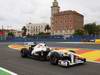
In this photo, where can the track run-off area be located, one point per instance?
(10, 60)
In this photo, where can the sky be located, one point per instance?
(17, 13)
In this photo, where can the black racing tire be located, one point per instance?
(54, 57)
(72, 51)
(24, 52)
(67, 64)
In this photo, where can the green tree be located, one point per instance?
(90, 28)
(24, 30)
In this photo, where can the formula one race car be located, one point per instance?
(37, 51)
(65, 58)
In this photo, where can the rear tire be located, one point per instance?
(54, 57)
(24, 52)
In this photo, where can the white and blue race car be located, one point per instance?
(41, 51)
(37, 51)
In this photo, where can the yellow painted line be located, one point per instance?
(91, 55)
(17, 47)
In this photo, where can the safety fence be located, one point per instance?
(56, 38)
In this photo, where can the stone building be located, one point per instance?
(65, 22)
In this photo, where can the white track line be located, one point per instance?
(10, 72)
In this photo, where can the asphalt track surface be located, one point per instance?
(11, 60)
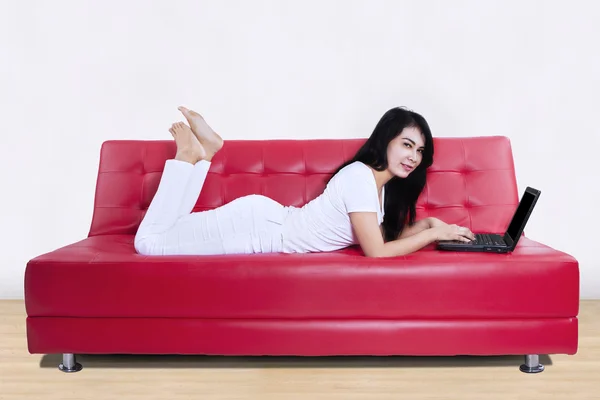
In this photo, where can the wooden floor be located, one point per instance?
(26, 376)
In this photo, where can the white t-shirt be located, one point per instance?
(323, 224)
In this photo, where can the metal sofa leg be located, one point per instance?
(532, 364)
(69, 364)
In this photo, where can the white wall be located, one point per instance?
(76, 73)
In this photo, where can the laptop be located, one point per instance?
(494, 243)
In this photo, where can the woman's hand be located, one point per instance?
(434, 222)
(453, 232)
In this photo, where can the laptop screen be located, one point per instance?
(519, 217)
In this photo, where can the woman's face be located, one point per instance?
(405, 152)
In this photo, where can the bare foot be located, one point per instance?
(206, 136)
(188, 147)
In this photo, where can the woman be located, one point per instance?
(370, 200)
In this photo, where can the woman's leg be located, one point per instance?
(181, 176)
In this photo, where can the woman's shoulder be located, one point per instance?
(353, 173)
(355, 167)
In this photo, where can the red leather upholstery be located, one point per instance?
(428, 302)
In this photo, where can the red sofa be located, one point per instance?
(97, 296)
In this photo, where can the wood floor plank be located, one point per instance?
(25, 376)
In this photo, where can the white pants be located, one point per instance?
(250, 224)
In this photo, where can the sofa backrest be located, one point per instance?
(471, 182)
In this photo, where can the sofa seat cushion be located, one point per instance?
(102, 276)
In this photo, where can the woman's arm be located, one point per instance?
(415, 228)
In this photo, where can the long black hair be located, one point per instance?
(401, 194)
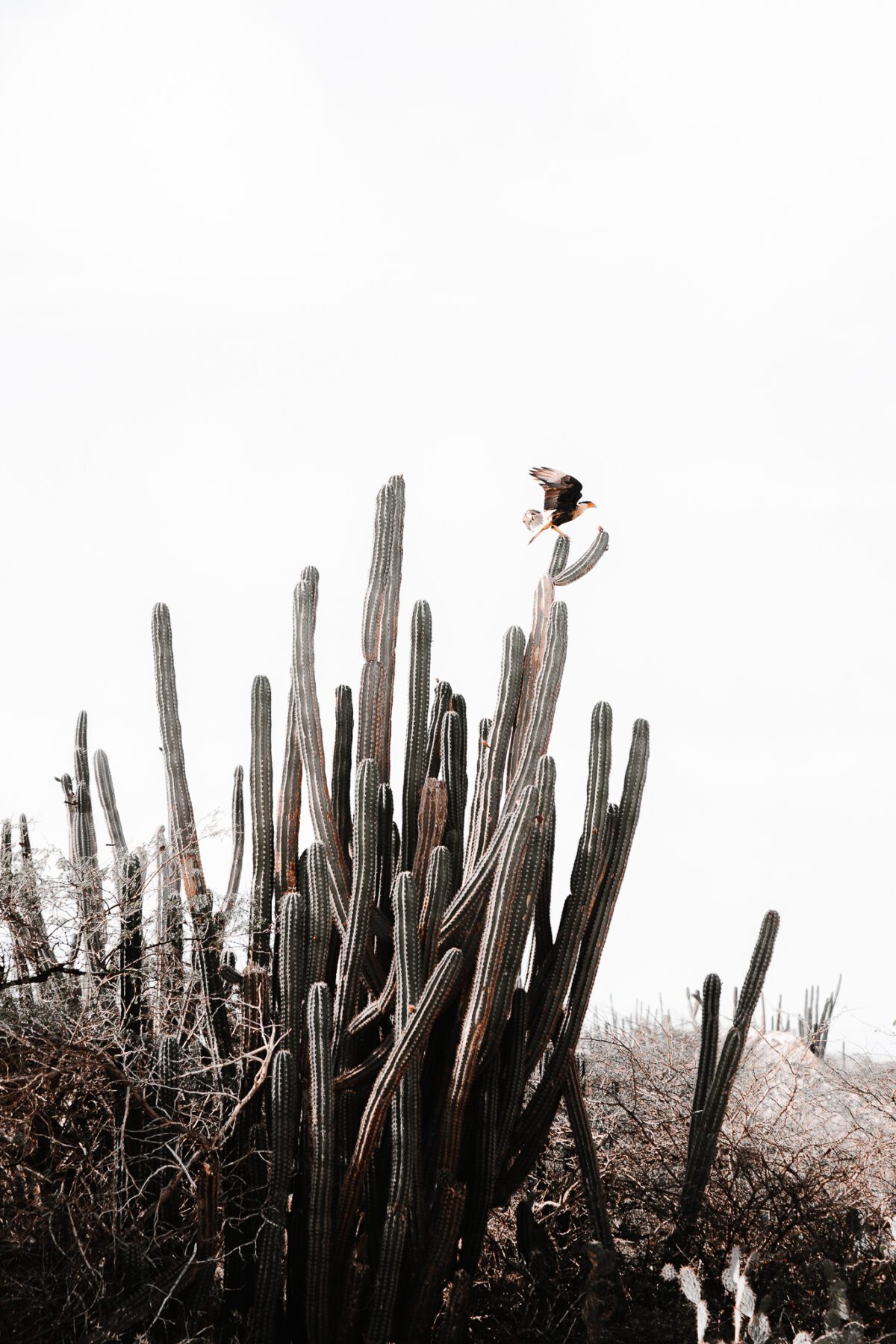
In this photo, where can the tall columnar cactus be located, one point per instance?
(184, 836)
(406, 1119)
(270, 1245)
(93, 912)
(109, 806)
(716, 1073)
(321, 1155)
(131, 944)
(418, 1054)
(169, 934)
(261, 791)
(417, 724)
(289, 808)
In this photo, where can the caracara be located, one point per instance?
(561, 495)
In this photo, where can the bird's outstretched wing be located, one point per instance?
(561, 491)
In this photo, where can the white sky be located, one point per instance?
(257, 257)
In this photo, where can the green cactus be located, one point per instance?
(715, 1080)
(289, 809)
(261, 774)
(131, 944)
(238, 828)
(395, 1024)
(417, 727)
(321, 1157)
(184, 836)
(108, 800)
(406, 1120)
(270, 1245)
(341, 779)
(293, 968)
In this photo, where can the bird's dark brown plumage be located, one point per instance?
(561, 492)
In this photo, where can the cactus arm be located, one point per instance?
(292, 968)
(430, 830)
(455, 783)
(535, 1122)
(707, 1119)
(541, 920)
(709, 1055)
(289, 809)
(465, 905)
(544, 698)
(388, 624)
(488, 794)
(755, 976)
(379, 626)
(480, 784)
(514, 1073)
(261, 774)
(184, 838)
(408, 1046)
(586, 561)
(321, 1142)
(534, 656)
(488, 969)
(440, 707)
(520, 920)
(312, 745)
(131, 947)
(595, 1198)
(238, 831)
(370, 719)
(438, 886)
(559, 557)
(341, 773)
(444, 1230)
(417, 727)
(363, 886)
(270, 1248)
(319, 913)
(373, 615)
(108, 800)
(43, 954)
(93, 913)
(406, 1119)
(82, 768)
(11, 914)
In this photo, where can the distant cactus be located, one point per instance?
(716, 1073)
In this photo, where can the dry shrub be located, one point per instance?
(805, 1174)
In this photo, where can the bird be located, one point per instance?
(561, 495)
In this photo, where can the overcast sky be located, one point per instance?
(257, 257)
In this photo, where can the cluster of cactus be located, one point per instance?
(388, 1062)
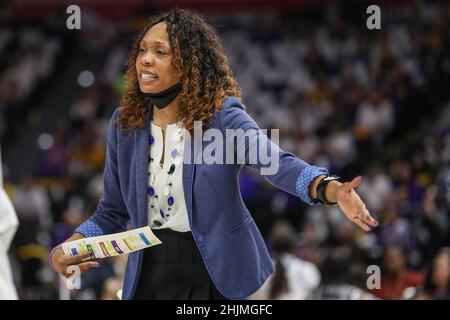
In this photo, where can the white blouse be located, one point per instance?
(166, 203)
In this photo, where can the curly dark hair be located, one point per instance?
(201, 64)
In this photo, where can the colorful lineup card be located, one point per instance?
(113, 244)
_ _ _ _ _ _ _
Write out exactly the lines from the line holding "In this photo, where can the distant" through the last line of the records above, inclusive, and nothing more. Leave out the pictures.

Output:
In this photo, where can the distant cactus be located, one point per instance?
(716, 1073)
In this photo, where can the dry shrub be located, one point per instance?
(805, 1174)
In this photo, where can the bird be located, one point per instance?
(561, 495)
In this photo, where can the overcast sky be located, one point per instance?
(257, 257)
In this photo, where can the cluster of cactus be located, one point per instance?
(388, 1062)
In this photo, where can the white blouse be located, one point per instance?
(166, 203)
In this photo, where can the curly dark hair be located, one point per instance?
(201, 64)
In this photo, where can the colorful lineup card be located, one point per instance?
(113, 244)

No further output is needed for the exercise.